▶ [PASSAGE]
## Start
# Need help with FORM-1022



## prmadhav (Oct 17, 2011)

Hi 

I am filling out FORM -1022. I need help with the below questions in form 1022 : 


*Question 12 : Client number of file number issued by the department *

Is this same as the TRN number ??? 

Question 16: 
*Application Details : 

Date of Application: 
Lodged at : 
VIsa class: 189 *

is this the submitted date of my application?? and what to be filled in "lodged at" ?


Please help.
Thanks


----------



## akanawu (Sep 1, 2012)

prmadhav said:


> Hi
> 
> I am filling out FORM -1022. I need help with the below questions in form 1022 :
> 
> ...


Best of luck!


----------



## ramoz (Nov 27, 2011)

This number is udually present in the address of the email ssent by your CO


----------



## mamunmaziz (Sep 11, 2012)

akanawu said:


> Best of luck!
## End
▶ [INSTRUCTIONS]
1. Please return the part of the Form 1022 thread from "## prmadhav (Oct" up to and including "TRN number ???", word for word.
2. Carry the Form 1022 thread forward from the point where it stops.
The lines placed after the Form 1022 thread have no connection to it.

▶ [EXTRACTED DATA]
## Start
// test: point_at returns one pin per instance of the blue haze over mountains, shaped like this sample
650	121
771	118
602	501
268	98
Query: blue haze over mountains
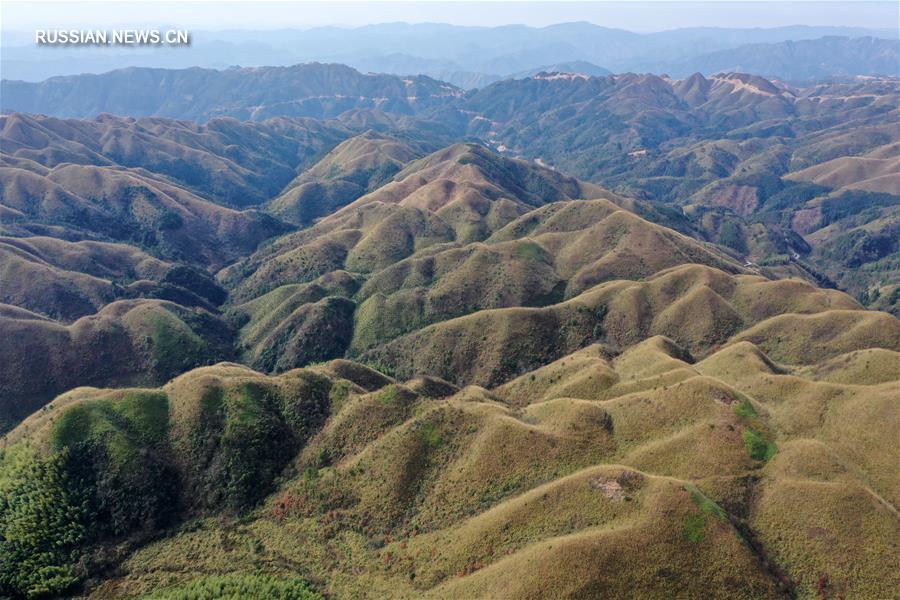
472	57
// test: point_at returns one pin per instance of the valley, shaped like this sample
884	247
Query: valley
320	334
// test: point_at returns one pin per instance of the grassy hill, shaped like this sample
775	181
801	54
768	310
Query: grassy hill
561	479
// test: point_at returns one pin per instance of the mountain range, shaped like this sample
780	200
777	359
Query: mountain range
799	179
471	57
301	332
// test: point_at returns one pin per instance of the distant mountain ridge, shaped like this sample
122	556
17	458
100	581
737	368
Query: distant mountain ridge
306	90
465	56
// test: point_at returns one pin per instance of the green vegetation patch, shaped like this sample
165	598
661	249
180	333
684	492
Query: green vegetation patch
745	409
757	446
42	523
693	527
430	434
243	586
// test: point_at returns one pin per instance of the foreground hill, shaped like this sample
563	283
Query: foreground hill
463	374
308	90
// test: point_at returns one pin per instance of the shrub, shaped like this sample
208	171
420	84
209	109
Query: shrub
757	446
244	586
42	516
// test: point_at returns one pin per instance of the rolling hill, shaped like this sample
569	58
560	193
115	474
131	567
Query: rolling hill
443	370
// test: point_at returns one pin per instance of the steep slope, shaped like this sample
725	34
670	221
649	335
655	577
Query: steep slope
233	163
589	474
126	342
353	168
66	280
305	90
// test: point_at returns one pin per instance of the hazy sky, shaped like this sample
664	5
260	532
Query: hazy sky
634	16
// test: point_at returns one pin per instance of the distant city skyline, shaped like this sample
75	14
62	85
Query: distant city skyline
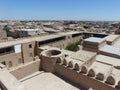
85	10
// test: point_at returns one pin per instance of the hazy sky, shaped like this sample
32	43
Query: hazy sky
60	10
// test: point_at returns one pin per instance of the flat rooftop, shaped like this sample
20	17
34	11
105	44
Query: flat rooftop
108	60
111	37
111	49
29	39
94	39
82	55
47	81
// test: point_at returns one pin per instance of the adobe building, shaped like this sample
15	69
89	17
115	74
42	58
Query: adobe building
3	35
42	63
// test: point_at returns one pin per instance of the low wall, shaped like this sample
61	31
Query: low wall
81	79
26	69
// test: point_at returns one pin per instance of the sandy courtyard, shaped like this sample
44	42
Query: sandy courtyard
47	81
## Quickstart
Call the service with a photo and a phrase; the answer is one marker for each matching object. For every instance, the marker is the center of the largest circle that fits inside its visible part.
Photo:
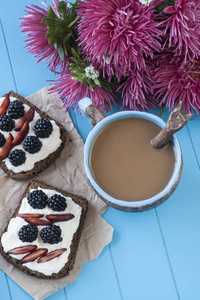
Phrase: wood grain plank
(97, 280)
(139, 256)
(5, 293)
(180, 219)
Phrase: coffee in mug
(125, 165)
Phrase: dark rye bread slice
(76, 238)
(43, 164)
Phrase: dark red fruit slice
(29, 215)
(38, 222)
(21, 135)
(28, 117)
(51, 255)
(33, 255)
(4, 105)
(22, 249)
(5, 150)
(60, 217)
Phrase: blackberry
## End
▶ [ANSWERS TO THE EXERCISES]
1.
## prmadhav (Oct 17, 2011)

Hi 

I am filling out FORM -1022. I need help with the below questions in form 1022 : 


*Question 12 : Client number of file number issued by the department *

Is this same as the TRN number ???

2.
I thought ...lodge at ....then 'online' may be write...but now i realise after getting that answer ....it must be 'electronically'

Thanks a lot .


----------



## kashifbari (Apr 22, 2010)

Hi,

I have a same situation when i lodged my app i had included my wife as dependent and two months before my child was born now my CO sent me form 1022 and i need help with it. Section or Point no 13 is confusing for me which ask me to provide dependent members details who are or were included in the application so where do i need to provide my child details???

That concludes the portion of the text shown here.